━━━ PASSAGE
OptJV3 maintains a population of candidate JARVIS3 configurations. Each candidate is converted into a JARVIS3 command line, executed on the input file, and scored according to the selected objective.

At each generation:

  1. Candidate parameter strings are generated or inherited.
  2. JARVIS3 compresses the input file with each candidate.
  3. Fitness is computed from compressed size, bits per symbol, or size plus runtime.
  4. Candidates are sorted by fitness.
  5. The best candidates survive through elitism.
  6. New candidates are created using tournament selection, crossover, mutation, and model toggling.
  7. The generation best is printed and optionally appended to history.csv.

Lower fitness is better.


🧩 Candidate representation

Each candidate contains global parameters, context-model genes, and repeat-model genes.
━━━━━━
▶ _TO DO_:
**a.** In the OptJV3 passage, what three measures can fitness be computed from?
**b.** Write the next part of the OptJV3 passage, starting after its last sentence.
━━━ DATA PROVIDED
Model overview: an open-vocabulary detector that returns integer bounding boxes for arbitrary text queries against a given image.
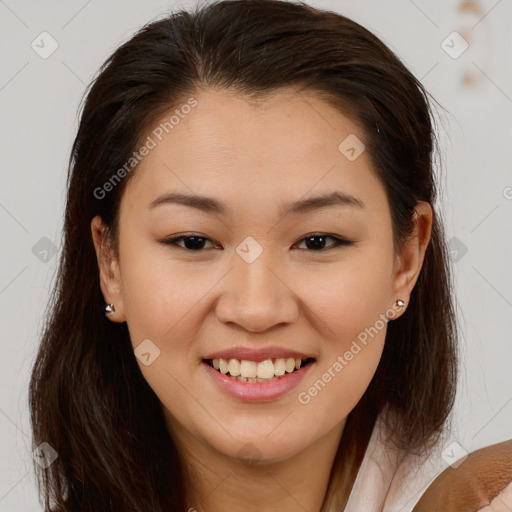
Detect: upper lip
[204,347,314,362]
━━━━━━
▶ _SOLVED PROBLEMS_:
**a.** Compressed size, bits per symbol, or size plus runtime.

**b.**
🌐 Global parameters

Parameter JARVIS3 flag Meaning
hs -hs Hidden-size / neural mixer capacity parameter.
lr -lr Learning rate.
seed -sd JARVIS3 seed.

🧠 Context model gene

Context models use the following format:

ctx:den:ir:gamma/edits:eden:eir:egamma

Example:

-cm 13:97:1:0.872/1:12:0:0.880
Field Meaning
ctx Context depth.
den Denominator / smoothing-related parameter.
ir Inverted-repeat mode.
gamma Decay or mixing parameter.
edits Number of edit contexts.
eden Edit denominator parameter.
eir Edit inverted-repeat mode.
egamma Edit-model decay or mixing parameter.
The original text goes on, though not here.